[Esercizio assegnato 1]
Seleziona e copia ogni riga dei record che contiene la parola "distant". Le maiuscole e le minuscole contano.

--- --- ---

Per farla breve, l' impostazione del "programma-ponte" che abbiamo proposto al dibattito è completamente assente dalle 130 pagine approvate dalla maggioranza. Il programma approvato non è in realtà nemmeno un "programma minimo" o radicalmente riformista, dacché per esserlo dovrebbe oggi porsi almeno l'obiettivo di rovesciare le controriforme attuate dal centrosinistra in questi anni (ri-nazionalizzare contro le privatizzazioni, abolire le controriforme della scuola e del lavoro, ecc.). Viceversa il programma della maggioranza è semplicemente il programma della "non belligeranza" col centrosinistra: un insieme di rivendicazioni ancor più minimali di quelle contenute nei programmi degli anni scorsi ("programma in dodici punti", "programma in dieci punti", ecc.), non in grado né di servire come strumento per sostenere la costruzione di un movimento di massa né di interessare i veri interlocutori che qui vengono indicati: la burocrazia liberale dei DS e il centrosinistra. Che questi ultimi siano i veri interlocutori cui ci si rivolge è chiarito già nelle prime pagine della Bozza elaborata da Alfonso Gianni di cui vale la pena di riportare qui il cuore: "Questa nostra proposta ha l'ambizione di coprire l'intero arco della prossima legislatura. Quindi essa si propone sia come elementi determinanti di un possibile programma di governo e di società, sia come proposta di alternativa politico sociale da affermare in una lotta congiunta con le altre forze della sinistra." e ancora: "un confronto di idee e di programmi per costruire uno schieramento di sinistra plurale capace di fornire al Paese un nuovo progetto di governo e di società nella prossima legislatura". In altre parole è una nuova articolazione della solita proposta volta al confronto con la cosiddetta "sinistra moderata" in vista o di uno sbocco governista "jospiniano" o -più realisticamente, in caso di vittoria del Polo- di un fronte di opposizione comune tra PRC e CS al governo Berlusconi.

--- --- ---

[Esercizio assegnato 2]
Rispondi a queste domande sull'estratto relativo al programma della maggioranza:
(a) Di quante pagine è composto il programma approvato dalla maggioranza?
(b) Chi ha elaborato la Bozza citata nel testo?
(c) Quali sono i veri interlocutori indicati dal testo?

--- --- ---

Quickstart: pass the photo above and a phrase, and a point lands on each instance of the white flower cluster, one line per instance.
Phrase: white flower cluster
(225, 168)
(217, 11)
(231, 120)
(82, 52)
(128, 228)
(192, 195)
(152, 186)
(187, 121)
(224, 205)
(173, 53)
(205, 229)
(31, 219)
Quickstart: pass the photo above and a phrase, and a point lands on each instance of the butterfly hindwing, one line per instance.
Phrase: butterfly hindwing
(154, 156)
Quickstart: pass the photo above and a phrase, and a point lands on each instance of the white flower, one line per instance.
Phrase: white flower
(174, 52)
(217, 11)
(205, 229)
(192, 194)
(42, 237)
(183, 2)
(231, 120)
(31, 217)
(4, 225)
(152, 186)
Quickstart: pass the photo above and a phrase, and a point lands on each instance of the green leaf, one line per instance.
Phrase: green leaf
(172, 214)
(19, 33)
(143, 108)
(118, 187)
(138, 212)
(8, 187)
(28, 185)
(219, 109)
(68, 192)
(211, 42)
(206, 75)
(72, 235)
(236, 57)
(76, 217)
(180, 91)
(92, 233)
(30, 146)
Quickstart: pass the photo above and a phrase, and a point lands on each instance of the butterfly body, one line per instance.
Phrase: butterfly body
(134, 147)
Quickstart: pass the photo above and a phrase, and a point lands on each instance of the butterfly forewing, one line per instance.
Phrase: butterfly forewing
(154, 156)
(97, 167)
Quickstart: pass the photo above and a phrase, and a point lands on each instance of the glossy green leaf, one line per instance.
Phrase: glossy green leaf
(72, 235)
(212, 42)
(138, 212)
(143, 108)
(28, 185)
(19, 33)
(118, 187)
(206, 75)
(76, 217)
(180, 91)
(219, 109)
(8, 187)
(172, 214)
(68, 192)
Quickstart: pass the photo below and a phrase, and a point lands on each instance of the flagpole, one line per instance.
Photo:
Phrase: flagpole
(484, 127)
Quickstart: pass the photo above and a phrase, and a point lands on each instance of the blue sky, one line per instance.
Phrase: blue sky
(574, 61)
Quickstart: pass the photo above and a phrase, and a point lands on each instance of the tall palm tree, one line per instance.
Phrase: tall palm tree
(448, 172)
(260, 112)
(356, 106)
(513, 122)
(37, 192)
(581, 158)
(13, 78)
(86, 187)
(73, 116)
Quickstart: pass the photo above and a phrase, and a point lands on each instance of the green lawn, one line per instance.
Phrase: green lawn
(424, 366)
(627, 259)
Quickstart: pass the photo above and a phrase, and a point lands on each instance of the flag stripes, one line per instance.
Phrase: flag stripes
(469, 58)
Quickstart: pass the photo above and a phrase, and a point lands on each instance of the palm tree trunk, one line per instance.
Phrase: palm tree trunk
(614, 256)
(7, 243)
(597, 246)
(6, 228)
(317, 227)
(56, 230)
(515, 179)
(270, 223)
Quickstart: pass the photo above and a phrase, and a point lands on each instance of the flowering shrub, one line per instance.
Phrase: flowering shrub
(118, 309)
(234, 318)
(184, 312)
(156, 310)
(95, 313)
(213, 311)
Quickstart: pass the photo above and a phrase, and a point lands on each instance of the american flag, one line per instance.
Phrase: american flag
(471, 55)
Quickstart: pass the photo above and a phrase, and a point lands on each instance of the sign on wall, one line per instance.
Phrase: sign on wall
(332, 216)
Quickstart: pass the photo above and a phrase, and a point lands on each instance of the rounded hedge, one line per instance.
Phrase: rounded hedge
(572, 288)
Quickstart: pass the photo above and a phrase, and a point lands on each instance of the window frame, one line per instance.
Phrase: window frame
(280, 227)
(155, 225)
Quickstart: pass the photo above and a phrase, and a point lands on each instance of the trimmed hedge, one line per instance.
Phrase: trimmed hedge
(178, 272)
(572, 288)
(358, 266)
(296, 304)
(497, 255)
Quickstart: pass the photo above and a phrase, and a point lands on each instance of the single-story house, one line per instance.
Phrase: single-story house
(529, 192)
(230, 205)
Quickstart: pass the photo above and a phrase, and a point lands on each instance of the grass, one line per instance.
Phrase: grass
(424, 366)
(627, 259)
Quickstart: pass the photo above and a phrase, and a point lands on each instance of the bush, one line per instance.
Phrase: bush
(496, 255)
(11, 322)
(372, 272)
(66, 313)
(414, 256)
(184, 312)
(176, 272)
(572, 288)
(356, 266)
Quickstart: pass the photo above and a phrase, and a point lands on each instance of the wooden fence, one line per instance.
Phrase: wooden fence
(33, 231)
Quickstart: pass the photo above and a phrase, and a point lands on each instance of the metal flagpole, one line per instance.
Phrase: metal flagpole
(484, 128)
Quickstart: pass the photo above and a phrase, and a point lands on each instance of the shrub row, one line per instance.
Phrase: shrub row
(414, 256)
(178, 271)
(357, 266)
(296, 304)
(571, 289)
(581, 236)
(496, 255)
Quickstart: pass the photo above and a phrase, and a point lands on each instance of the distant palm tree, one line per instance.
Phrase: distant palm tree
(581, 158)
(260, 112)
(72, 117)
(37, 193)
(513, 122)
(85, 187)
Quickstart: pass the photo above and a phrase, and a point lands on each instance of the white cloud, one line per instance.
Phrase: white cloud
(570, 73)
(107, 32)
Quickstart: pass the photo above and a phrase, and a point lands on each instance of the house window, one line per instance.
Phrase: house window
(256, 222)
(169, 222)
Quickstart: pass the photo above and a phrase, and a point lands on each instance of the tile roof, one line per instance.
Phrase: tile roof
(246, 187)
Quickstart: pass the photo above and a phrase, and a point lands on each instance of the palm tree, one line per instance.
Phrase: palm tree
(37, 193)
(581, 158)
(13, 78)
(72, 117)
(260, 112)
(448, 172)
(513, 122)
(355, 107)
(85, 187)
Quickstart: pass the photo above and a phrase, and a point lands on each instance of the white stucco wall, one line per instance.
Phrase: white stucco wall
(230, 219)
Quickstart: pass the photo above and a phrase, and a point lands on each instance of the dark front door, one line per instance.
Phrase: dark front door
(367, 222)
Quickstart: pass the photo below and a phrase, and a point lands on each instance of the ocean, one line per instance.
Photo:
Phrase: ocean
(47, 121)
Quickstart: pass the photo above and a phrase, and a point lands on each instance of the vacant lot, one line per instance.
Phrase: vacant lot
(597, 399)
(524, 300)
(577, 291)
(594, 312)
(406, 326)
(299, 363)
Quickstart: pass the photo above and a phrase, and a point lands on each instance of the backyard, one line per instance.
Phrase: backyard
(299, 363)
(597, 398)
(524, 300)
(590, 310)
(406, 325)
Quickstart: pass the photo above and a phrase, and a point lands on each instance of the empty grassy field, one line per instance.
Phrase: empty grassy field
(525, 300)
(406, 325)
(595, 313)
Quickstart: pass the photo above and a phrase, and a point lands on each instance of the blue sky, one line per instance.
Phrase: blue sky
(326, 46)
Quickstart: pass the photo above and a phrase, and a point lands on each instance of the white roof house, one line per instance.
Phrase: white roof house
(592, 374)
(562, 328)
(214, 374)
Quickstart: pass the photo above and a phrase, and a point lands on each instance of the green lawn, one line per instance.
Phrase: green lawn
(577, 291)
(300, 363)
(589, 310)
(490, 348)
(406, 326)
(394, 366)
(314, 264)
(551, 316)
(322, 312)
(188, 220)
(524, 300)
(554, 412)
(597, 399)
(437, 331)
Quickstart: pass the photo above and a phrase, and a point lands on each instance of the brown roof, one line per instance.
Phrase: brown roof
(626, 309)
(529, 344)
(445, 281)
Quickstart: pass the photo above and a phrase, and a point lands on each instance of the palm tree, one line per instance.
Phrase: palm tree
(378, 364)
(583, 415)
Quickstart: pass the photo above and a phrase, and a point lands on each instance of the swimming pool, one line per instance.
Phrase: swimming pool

--- --- ---

[Risultato esercizio 1]
Quickstart: pass the photo above and a phrase, and a point lands on each instance of the distant palm tree, one line per instance.
Phrase: distant palm tree

[Risultato esercizio 2]
(a) 130 pagine.
(b) Alfonso Gianni.
(c) La burocrazia liberale dei DS e il centrosinistra.